Spending cuts: Welcome to the new normal

The sequester's across-the-board requirements will be softened, but the overall budget cuts are here to stay.

bills with tight belt

The sequester's across-the-board requirements will be softened, but the overall budget cuts are here to stay. (Stock image)

In Congress, which lately has found it difficult to agree on anything, the sequester to cut $1.2 trillion over the next decade has become inextricably locked into spending dynamics for federal employees and contractors. Even President Obama—who, with most Democrats, is eager to repeal the sequester—has felt obliged to include in his new budget other spending cuts and tax hikes that would replace it.

The handling of the sequester and other recent budget gymnastics demonstrate that the severe cuts in "discretionary" spending programs have become widely accepted as the "new normal" in federal budgeting. Lawmakers in both parties who might have battled in the past about how to spend $1 million have barely glanced at the sequester cuts, which will total $85 billion over the final seven months of this fiscal year—split evenly between defense and domestic programs.

WHAT TO DO:
a) In the article on spending cuts, what will the sequester cuts total over the final seven months of this fiscal year?
b) List every dollar amount that appears in the article on spending cuts.

Stored data entries:
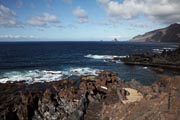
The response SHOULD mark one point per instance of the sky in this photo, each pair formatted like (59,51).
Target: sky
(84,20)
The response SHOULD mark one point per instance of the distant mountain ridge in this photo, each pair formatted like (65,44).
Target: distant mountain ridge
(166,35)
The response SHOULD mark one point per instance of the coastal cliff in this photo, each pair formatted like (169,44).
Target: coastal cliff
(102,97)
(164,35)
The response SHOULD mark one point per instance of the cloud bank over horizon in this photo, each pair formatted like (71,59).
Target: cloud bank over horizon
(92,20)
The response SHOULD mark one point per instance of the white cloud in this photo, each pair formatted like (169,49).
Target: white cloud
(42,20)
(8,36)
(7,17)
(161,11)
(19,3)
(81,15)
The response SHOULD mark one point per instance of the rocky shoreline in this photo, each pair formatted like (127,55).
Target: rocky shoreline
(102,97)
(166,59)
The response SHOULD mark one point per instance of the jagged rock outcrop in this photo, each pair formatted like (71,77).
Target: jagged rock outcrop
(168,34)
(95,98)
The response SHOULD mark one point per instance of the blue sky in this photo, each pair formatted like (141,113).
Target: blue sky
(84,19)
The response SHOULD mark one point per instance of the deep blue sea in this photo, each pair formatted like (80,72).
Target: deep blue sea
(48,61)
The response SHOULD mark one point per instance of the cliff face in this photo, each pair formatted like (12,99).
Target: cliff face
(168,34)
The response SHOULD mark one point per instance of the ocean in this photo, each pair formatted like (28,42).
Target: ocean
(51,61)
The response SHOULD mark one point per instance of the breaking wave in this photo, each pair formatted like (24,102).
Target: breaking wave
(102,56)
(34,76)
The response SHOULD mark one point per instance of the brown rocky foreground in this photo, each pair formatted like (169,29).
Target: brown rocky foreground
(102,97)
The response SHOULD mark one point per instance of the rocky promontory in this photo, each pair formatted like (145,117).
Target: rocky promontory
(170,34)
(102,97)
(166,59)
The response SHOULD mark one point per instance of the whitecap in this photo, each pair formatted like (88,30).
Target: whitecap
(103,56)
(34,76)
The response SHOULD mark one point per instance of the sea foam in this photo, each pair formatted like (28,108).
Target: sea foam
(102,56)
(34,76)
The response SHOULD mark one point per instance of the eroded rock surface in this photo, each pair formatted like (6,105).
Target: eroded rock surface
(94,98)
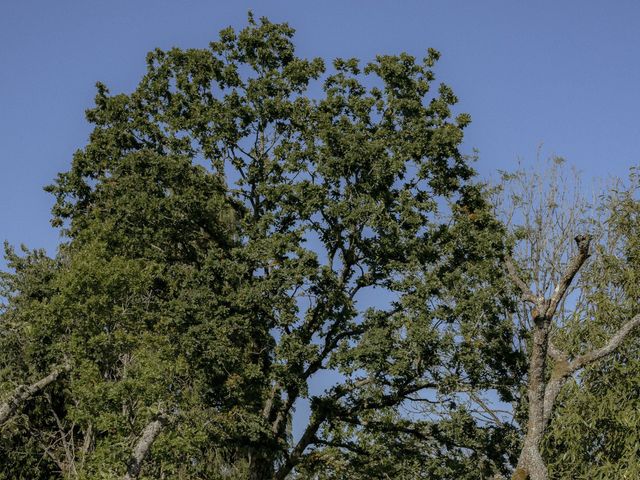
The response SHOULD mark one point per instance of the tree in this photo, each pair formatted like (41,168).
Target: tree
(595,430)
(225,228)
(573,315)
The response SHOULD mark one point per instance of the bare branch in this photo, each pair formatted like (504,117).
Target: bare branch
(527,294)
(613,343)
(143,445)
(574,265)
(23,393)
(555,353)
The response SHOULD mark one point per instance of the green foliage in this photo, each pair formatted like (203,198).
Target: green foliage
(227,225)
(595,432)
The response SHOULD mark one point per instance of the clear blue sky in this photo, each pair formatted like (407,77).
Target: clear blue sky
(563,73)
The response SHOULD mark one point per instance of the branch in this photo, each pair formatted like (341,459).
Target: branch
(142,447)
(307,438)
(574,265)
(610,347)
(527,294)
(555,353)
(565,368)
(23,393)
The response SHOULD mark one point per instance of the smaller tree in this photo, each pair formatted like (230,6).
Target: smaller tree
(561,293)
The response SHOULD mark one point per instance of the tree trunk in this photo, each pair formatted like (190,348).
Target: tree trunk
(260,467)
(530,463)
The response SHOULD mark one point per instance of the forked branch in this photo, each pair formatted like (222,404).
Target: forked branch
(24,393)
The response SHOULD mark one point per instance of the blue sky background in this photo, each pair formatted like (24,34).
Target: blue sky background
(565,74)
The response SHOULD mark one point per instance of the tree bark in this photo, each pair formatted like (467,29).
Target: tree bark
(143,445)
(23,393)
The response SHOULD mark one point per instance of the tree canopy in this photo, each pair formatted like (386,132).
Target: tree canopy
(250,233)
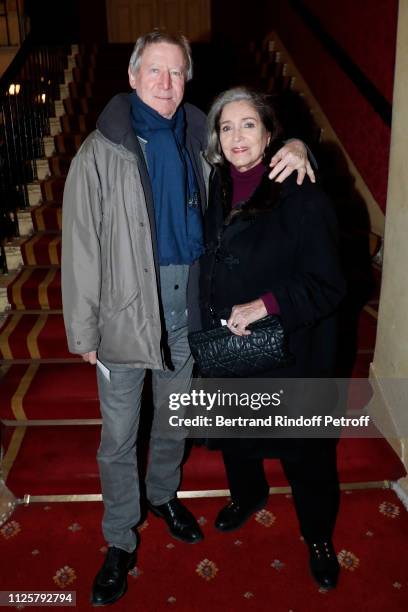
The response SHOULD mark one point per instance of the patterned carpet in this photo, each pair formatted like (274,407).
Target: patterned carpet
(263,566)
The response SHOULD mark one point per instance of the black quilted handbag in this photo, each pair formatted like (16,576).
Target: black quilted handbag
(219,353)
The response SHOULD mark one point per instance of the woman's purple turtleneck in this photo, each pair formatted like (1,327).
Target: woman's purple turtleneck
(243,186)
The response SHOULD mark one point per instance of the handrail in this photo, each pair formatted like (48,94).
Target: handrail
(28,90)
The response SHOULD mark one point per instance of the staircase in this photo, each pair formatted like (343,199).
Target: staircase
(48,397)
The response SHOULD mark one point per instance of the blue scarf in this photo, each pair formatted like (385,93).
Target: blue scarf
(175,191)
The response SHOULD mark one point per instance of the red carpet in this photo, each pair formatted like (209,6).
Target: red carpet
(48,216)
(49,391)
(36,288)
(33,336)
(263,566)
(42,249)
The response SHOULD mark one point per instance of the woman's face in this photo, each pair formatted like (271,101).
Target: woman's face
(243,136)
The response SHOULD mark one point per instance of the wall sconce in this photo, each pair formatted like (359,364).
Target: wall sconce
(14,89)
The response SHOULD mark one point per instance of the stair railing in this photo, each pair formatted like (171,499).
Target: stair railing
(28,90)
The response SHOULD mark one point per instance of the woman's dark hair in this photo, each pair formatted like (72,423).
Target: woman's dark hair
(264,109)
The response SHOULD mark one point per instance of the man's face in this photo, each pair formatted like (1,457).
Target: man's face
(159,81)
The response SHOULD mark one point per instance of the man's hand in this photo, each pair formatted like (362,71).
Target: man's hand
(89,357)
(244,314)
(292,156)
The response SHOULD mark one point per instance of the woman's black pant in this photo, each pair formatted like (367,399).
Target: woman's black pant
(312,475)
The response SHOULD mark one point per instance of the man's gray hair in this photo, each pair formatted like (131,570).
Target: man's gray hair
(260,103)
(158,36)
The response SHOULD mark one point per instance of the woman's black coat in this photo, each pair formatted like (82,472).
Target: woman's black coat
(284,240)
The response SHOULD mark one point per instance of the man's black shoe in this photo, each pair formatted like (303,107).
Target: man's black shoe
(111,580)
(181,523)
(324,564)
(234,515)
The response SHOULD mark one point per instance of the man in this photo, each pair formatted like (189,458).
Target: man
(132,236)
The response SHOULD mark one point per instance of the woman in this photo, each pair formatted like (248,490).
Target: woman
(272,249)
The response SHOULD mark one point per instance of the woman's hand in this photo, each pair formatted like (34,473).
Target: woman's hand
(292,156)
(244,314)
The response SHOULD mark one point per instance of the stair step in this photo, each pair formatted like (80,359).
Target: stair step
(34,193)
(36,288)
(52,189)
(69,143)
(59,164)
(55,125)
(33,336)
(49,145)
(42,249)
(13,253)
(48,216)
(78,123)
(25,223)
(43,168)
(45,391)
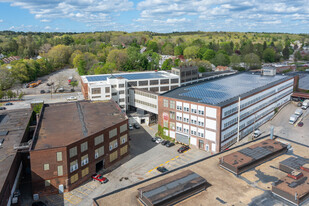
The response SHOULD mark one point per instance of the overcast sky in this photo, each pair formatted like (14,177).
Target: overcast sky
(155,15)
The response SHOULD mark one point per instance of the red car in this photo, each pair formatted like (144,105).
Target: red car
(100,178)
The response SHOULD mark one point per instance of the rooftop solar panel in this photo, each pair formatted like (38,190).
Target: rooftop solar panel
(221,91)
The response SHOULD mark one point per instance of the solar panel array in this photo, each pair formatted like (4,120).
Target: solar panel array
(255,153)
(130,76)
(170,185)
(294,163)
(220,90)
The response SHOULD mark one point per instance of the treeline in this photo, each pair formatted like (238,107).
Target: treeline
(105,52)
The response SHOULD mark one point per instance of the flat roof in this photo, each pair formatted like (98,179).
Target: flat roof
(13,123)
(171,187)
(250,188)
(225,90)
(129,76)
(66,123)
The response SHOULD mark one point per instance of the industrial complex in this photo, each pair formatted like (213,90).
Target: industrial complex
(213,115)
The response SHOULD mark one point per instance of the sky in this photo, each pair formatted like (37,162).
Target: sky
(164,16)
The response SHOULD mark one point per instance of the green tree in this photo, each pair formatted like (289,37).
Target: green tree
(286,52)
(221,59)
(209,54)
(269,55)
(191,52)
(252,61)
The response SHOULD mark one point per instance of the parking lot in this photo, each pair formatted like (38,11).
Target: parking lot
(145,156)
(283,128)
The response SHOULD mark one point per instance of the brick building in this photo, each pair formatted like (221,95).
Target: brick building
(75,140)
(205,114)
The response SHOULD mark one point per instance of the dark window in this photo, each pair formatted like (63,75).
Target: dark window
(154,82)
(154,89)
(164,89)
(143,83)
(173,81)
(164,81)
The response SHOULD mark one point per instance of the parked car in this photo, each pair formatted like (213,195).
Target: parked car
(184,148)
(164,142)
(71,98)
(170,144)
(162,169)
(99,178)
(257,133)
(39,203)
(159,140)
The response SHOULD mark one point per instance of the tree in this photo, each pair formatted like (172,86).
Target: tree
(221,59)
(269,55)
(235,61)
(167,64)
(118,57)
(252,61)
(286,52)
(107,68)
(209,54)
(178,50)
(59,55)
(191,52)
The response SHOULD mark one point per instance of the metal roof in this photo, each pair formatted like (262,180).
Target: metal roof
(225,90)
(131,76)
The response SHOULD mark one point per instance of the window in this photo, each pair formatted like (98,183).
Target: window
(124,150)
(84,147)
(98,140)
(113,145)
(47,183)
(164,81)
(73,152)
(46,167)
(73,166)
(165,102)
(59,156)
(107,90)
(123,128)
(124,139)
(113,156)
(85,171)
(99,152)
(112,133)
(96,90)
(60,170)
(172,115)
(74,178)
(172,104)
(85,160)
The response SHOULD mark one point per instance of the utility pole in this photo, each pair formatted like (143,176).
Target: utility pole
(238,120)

WRITTEN RESPONSES:
a) $85 billion, split evenly between defense and domestic programs.

b) $1.2 trillion, $1 million, $85 billion